Answer in Integral Calculus for kevin imam akbar #37770

Question #37770

integral f(x) - g(x) d(x) = f(x)X^3 - integral 3x^2 sinx d(x)

then f(x)-g(x)=.......

Answer on Question #37770 – Math - Integral Calculus

We have

\int (f(x) - g(x)) dx = f(x)x^3 - \int 3x^2 \sin x \, dx

Use this property of antiderivative to find $f(x) - g(x)$ :

\int u dv = uv - \int v du

Then $udv = (f(x) - g(x))dx$ , $vu = f(x)x^3$ , $vdu = 3x^2 \sin x \, dx = \sin x \, dx^3$ .

We can see that $v = f(x) = \sin x$ , $u = x^3$ .

Substitute it into (1):

\int (\sin x - g(x)) dx = x^3 \sin x - \int 3x^2 \sin x \, dx

Use this property to find $g(x)$ :

\frac{d}{dx} \left( \int F(x) \, dx \right) = F(x)

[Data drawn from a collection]
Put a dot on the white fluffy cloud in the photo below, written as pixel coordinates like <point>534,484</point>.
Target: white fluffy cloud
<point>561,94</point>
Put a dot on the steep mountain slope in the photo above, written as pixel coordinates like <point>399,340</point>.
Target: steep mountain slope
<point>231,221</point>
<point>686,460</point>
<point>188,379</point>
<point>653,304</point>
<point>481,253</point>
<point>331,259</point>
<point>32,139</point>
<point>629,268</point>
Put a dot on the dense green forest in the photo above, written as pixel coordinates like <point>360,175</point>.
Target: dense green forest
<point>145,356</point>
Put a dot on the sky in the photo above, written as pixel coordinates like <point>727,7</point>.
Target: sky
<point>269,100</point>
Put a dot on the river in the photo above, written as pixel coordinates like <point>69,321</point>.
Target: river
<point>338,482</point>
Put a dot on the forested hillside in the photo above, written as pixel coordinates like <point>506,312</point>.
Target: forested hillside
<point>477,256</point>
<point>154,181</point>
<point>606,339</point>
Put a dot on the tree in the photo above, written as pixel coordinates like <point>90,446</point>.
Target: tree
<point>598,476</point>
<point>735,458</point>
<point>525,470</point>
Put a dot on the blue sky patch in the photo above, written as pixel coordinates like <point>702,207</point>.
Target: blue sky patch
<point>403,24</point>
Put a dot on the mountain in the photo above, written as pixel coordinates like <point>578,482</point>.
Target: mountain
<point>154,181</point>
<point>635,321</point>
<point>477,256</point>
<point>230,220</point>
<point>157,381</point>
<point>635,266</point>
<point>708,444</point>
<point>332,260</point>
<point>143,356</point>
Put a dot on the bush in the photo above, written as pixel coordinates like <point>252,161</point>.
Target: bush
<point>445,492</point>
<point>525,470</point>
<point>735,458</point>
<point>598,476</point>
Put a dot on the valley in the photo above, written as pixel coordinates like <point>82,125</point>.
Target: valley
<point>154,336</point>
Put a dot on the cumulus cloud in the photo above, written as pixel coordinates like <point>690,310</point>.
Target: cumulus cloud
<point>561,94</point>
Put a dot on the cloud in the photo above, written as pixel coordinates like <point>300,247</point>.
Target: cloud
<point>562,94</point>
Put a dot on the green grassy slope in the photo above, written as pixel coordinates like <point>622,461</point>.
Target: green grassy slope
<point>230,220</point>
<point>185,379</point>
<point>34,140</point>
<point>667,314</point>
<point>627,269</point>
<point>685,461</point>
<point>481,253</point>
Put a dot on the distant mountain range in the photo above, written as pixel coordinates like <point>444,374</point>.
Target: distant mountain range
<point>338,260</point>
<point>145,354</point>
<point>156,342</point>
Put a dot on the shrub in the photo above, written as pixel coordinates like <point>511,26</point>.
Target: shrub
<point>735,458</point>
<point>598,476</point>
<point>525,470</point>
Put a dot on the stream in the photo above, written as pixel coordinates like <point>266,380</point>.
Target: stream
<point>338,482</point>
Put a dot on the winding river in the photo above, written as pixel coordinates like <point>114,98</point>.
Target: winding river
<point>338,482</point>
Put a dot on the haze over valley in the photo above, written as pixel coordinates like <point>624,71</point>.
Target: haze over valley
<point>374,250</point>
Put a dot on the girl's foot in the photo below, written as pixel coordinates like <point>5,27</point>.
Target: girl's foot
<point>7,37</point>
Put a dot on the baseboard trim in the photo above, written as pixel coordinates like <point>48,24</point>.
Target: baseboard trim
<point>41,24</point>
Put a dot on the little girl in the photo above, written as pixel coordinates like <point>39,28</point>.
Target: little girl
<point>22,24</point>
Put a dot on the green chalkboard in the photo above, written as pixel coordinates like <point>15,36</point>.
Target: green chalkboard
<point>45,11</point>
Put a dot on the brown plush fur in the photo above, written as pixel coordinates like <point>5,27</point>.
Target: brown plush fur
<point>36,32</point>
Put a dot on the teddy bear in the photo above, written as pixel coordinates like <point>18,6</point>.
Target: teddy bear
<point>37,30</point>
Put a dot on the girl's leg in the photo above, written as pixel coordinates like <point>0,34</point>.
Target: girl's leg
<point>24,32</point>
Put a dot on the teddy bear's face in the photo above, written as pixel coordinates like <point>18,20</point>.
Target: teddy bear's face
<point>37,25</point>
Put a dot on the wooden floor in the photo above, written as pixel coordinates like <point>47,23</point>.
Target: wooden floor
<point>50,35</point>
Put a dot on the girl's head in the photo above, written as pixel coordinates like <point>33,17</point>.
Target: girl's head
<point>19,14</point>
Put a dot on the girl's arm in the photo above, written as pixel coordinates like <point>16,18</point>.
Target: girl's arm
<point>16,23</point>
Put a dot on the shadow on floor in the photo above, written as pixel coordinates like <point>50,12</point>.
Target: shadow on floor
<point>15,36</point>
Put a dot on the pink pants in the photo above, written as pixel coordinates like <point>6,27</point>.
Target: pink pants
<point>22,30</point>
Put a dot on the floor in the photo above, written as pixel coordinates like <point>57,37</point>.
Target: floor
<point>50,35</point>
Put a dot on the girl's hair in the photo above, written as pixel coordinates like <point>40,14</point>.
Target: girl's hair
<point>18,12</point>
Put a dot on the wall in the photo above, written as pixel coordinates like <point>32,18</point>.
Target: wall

*Exercise details*.
Copy out everything in the integral calculus answer above, from "then f(x)-g(x)=......." down to "dx = \sin x \, dx^3$ .".

*The reply*.
then f(x)-g(x)=.......

Answer on Question #37770 – Math - Integral Calculus

We have

\int (f(x) - g(x)) dx = f(x)x^3 - \int 3x^2 \sin x \, dx

Use this property of antiderivative to find $f(x) - g(x)$ :

\int u dv = uv - \int v du

Then $udv = (f(x) - g(x))dx$ , $vu = f(x)x^3$ , $vdu = 3x^2 \sin x \, dx = \sin x \, dx^3$ .